Текст:
####

Телефонов у нас тогда не было, и поэтому для дядюшки и его домашних этот визит оказался неожиданным, но приятным благодаря замечательному умению Иносенте покорять всех своей непосредственностью. Все в нашей семье, начиная с моей мамы и кончая дочерью, которую он звал на испанский манер Наташитой, очень любили Иносенте за его открытость и простоту в самом лучшем смысле этого слова. Его характер вполне соответствовал его имени (одно из значений слова “inocente” – простодушный).
Через несколько лет Иносенте приезжал в Советский Союз в качестве переводчика с кубинской спортивной делегацией на Спартакиаду дружественных армий, проходившую в Киеве. Правда, в это, последнее его посещение нашей страны увидеться нам не удалось. В конце семидесятых годов переписка наша прервалась. Моя попытка найти Иносенте в 2002 году результатов не дала.

####

Задание: Перепечатайте текст об Иносенте целиком, не меняя в нём ни слова. Строки, приведённые дальше, — самостоятельный материал и к тексту об Иносенте не относятся.

####

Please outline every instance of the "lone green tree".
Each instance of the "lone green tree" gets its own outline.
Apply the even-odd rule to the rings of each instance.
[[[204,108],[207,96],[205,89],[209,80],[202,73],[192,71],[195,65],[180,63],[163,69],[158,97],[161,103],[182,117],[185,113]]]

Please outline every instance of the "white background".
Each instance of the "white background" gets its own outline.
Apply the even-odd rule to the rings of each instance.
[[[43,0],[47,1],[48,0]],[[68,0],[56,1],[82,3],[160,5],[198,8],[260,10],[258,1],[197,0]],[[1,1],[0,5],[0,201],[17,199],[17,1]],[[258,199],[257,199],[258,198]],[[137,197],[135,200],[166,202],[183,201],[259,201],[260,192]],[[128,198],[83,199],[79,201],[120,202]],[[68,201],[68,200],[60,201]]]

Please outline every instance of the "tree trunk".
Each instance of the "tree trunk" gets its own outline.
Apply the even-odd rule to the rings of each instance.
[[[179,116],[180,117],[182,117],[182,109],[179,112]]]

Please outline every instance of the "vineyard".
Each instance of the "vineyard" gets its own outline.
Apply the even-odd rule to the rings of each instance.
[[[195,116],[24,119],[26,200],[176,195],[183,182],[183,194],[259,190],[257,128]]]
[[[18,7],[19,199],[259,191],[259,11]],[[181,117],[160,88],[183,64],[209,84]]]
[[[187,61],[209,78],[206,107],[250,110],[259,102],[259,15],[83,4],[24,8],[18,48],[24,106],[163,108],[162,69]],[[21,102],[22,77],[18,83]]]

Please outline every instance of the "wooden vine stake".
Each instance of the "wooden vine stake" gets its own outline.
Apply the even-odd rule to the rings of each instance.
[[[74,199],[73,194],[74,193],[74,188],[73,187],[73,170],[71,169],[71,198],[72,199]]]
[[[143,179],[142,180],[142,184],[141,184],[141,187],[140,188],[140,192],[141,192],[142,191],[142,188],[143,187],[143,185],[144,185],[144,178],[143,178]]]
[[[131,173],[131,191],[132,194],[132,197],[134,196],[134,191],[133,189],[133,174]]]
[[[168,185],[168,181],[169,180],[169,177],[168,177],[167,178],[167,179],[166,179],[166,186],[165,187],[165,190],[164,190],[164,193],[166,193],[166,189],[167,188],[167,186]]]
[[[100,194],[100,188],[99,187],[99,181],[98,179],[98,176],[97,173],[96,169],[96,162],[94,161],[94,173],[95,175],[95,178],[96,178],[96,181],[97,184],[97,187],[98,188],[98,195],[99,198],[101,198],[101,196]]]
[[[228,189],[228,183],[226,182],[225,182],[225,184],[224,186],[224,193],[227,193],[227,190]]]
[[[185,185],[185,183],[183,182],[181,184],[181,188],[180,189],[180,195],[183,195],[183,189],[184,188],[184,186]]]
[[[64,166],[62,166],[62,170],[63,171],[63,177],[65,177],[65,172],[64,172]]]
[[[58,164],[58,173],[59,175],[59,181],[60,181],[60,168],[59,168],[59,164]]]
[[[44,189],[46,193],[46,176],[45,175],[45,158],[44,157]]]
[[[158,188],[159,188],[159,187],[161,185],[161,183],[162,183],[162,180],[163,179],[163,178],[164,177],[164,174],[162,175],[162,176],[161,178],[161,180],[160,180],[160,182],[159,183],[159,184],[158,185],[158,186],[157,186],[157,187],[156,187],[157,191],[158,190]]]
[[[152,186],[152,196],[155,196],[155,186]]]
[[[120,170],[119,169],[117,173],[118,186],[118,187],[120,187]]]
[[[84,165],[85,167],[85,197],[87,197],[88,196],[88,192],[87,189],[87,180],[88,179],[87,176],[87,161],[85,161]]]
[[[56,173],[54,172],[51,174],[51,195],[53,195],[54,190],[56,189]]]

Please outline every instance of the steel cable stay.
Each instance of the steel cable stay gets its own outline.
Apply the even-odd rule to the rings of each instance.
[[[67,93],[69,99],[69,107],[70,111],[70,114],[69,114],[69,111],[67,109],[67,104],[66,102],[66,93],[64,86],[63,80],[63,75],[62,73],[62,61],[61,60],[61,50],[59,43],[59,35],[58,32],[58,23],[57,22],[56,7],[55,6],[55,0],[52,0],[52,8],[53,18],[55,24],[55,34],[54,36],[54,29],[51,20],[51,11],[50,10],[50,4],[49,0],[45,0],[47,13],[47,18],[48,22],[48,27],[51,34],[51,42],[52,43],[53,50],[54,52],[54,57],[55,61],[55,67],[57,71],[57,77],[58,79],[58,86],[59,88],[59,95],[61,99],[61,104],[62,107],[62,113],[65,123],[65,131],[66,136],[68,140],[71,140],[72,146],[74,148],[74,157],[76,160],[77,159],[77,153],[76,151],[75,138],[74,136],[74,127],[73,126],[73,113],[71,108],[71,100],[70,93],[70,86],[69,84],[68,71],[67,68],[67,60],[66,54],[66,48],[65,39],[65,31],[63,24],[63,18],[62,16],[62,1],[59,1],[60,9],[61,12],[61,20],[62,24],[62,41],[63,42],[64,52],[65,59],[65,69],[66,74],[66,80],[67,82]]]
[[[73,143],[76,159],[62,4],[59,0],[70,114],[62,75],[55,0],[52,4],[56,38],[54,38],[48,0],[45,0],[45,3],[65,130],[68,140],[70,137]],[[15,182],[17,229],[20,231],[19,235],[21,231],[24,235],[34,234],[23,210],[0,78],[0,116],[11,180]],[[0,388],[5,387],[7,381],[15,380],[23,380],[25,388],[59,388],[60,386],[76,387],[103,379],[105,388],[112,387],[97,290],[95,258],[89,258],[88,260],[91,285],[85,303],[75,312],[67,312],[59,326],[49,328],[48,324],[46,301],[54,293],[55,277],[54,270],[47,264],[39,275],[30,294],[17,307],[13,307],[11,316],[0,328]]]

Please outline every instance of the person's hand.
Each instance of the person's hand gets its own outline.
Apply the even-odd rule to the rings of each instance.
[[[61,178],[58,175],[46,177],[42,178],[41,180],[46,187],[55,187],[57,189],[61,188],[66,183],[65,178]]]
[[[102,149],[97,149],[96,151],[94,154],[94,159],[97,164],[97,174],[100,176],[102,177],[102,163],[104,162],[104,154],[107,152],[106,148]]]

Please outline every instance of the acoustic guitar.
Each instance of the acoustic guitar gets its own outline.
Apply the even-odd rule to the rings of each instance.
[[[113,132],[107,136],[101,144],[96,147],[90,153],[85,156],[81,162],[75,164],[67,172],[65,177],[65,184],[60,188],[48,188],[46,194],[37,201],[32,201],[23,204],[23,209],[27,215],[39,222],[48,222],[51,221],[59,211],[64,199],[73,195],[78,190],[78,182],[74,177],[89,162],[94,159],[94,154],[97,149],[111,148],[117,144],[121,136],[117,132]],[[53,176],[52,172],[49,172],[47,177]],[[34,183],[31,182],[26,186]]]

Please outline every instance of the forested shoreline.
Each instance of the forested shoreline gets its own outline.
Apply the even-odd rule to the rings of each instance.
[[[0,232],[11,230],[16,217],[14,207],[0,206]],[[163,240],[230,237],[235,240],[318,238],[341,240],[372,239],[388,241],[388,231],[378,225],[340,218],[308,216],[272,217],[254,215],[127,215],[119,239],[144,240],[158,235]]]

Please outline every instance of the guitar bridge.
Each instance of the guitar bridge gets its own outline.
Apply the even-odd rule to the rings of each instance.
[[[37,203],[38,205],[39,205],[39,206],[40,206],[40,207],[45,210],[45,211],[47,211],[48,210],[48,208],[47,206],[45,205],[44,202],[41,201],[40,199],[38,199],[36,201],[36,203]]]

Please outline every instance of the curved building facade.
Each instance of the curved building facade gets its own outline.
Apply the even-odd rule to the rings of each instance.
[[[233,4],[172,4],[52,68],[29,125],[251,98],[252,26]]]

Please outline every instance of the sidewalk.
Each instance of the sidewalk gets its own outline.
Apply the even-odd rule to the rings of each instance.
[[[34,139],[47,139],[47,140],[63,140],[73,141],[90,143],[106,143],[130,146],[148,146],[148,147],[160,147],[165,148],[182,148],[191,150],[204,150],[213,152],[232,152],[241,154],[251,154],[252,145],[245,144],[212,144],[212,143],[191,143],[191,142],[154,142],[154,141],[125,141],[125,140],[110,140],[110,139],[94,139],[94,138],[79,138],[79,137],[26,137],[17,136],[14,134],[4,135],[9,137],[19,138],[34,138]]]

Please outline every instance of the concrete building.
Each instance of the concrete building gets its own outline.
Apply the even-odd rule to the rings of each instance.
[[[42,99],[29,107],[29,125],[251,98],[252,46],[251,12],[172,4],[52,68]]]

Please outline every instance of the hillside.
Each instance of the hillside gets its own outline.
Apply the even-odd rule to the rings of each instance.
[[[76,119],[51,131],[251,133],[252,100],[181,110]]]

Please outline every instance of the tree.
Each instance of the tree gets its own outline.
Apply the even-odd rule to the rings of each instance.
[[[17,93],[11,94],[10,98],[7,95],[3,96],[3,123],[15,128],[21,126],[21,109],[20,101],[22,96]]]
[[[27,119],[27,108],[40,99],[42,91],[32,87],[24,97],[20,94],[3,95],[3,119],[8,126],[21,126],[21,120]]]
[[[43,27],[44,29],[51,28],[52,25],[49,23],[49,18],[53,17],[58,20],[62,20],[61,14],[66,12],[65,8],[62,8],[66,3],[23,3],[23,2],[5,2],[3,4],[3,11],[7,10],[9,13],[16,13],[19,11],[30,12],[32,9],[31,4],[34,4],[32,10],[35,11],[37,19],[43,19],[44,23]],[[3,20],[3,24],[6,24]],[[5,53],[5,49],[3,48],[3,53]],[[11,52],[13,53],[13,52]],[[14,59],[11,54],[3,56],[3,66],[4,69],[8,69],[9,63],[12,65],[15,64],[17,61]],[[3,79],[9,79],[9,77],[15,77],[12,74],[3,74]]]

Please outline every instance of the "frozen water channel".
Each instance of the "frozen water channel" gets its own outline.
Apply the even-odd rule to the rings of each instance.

####

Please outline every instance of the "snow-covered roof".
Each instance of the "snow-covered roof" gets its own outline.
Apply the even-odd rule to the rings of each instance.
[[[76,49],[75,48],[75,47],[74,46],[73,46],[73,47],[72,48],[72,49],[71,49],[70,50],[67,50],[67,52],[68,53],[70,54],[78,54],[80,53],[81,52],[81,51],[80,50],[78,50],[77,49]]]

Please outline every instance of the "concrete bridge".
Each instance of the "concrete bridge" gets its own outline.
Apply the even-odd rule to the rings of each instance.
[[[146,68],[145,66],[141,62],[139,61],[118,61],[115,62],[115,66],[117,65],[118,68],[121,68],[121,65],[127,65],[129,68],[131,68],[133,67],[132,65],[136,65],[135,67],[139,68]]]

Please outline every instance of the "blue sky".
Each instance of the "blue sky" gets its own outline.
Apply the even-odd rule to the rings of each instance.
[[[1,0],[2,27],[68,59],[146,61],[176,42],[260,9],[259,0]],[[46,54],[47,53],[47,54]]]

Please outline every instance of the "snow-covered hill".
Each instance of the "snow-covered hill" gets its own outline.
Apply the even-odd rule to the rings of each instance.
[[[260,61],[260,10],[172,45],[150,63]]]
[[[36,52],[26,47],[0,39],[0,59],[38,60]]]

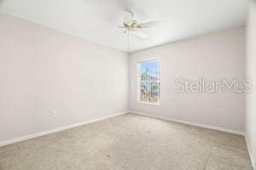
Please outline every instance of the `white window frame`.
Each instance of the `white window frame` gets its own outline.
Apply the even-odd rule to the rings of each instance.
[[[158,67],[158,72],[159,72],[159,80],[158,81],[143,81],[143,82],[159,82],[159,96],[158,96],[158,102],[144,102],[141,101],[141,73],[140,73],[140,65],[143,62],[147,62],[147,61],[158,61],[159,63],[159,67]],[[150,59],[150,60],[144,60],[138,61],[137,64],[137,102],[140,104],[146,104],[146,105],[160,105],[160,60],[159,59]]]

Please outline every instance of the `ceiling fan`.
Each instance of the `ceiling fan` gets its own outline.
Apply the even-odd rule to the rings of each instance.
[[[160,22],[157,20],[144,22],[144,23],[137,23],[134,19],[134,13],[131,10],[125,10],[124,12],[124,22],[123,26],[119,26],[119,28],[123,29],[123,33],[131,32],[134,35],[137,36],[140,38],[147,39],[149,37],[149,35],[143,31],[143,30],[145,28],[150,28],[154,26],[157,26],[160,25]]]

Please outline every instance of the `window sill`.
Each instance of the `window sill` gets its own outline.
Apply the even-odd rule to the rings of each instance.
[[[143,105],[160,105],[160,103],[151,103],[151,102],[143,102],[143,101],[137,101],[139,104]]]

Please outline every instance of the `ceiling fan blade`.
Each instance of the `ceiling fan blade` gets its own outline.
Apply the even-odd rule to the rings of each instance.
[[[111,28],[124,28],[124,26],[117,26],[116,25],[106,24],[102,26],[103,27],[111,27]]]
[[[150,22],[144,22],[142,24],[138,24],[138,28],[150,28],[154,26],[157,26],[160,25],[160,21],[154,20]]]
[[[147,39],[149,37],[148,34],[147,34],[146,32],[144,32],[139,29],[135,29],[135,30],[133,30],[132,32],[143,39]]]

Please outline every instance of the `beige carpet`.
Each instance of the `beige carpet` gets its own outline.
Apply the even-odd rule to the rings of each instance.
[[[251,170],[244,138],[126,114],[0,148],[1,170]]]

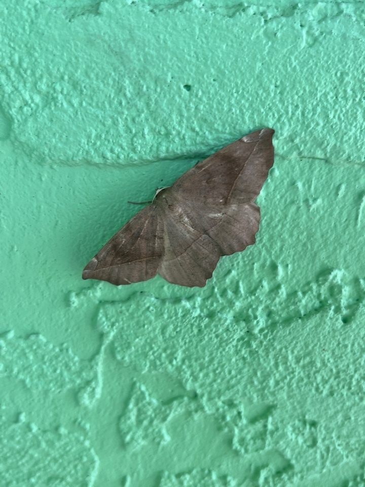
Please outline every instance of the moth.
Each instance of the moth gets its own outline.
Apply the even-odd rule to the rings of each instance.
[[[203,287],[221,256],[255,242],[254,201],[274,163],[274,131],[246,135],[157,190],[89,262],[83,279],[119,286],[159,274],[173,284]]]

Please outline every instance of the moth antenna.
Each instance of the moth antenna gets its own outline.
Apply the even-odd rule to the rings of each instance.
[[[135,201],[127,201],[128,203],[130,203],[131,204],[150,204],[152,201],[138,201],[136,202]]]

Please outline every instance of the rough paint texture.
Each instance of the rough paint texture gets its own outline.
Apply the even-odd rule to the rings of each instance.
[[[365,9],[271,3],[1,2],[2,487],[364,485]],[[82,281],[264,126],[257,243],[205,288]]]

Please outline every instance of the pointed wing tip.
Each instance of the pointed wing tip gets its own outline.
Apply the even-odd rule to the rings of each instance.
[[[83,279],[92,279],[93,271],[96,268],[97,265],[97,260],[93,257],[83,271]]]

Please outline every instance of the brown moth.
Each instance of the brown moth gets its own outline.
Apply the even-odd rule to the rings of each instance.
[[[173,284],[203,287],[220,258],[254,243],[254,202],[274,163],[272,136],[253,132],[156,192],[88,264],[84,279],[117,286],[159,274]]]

####

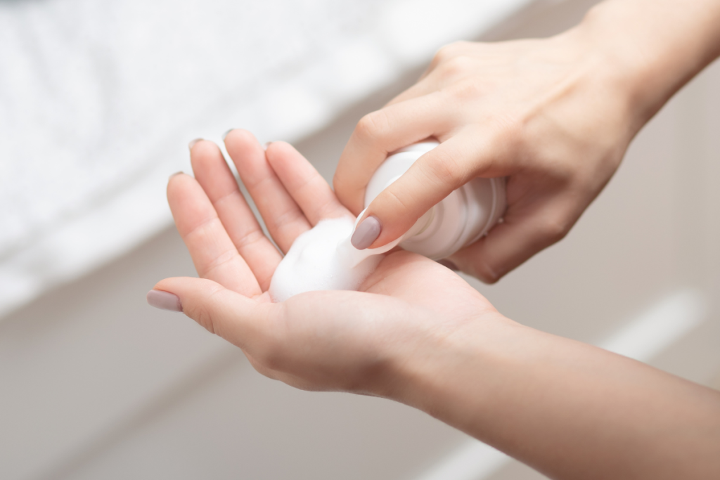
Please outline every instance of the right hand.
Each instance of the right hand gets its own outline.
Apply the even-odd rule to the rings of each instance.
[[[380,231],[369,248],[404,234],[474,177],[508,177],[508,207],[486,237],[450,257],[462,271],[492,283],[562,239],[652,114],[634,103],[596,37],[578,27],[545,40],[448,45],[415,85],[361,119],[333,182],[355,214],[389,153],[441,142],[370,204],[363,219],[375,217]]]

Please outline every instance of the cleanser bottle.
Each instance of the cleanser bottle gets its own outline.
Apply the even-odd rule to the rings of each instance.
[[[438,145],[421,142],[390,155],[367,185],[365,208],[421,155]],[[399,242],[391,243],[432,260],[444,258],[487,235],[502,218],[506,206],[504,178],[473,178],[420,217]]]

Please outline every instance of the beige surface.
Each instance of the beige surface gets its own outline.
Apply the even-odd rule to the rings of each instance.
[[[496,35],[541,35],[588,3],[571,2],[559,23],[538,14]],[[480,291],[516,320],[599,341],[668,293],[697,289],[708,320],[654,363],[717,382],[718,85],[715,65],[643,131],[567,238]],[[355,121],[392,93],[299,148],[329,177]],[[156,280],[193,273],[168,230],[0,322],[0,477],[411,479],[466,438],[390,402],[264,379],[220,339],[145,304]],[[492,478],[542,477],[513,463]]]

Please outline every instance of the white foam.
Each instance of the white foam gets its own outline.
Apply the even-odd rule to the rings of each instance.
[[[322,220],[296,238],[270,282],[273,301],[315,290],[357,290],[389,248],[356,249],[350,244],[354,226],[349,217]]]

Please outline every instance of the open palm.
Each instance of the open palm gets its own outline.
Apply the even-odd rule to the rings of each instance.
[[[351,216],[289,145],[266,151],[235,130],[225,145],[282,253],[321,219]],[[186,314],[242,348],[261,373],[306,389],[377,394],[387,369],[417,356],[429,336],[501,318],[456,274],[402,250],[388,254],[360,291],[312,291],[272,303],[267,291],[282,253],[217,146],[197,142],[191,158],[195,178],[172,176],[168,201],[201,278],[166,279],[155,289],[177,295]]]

####

Результат выполнения:
Телефонов у нас тогда не было, и поэтому для дядюшки и его домашних этот визит оказался неожиданным, но приятным благодаря замечательному умению Иносенте покорять всех своей непосредственностью. Все в нашей семье, начиная с моей мамы и кончая дочерью, которую он звал на испанский манер Наташитой, очень любили Иносенте за его открытость и простоту в самом лучшем смысле этого слова. Его характер вполне соответствовал его имени (одно из значений слова “inocente” – простодушный).
Через несколько лет Иносенте приезжал в Советский Союз в качестве переводчика с кубинской спортивной делегацией на Спартакиаду дружественных армий, проходившую в Киеве. Правда, в это, последнее его посещение нашей страны увидеться нам не удалось. В конце семидесятых годов переписка наша прервалась. Моя попытка найти Иносенте в 2002 году результатов не дала.